**AIM OF THE TASK**
Return the lines from the one containing "Can you see the worker's" through the one containing "x=346, y=314", both included, copied word for word.

**RECORDED INFORMATION**
%%

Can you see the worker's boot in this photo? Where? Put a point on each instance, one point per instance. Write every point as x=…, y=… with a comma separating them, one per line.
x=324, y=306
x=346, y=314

%%
%%

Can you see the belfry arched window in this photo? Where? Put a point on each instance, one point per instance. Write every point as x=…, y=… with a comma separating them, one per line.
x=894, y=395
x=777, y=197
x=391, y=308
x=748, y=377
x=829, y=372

%%

**COMPLETE ANSWER**
Can you see the worker's boot in this photo? Where? Put a point on each instance, one point per instance. Write every point as x=…, y=… with a comma separating them, one per line.
x=324, y=306
x=346, y=314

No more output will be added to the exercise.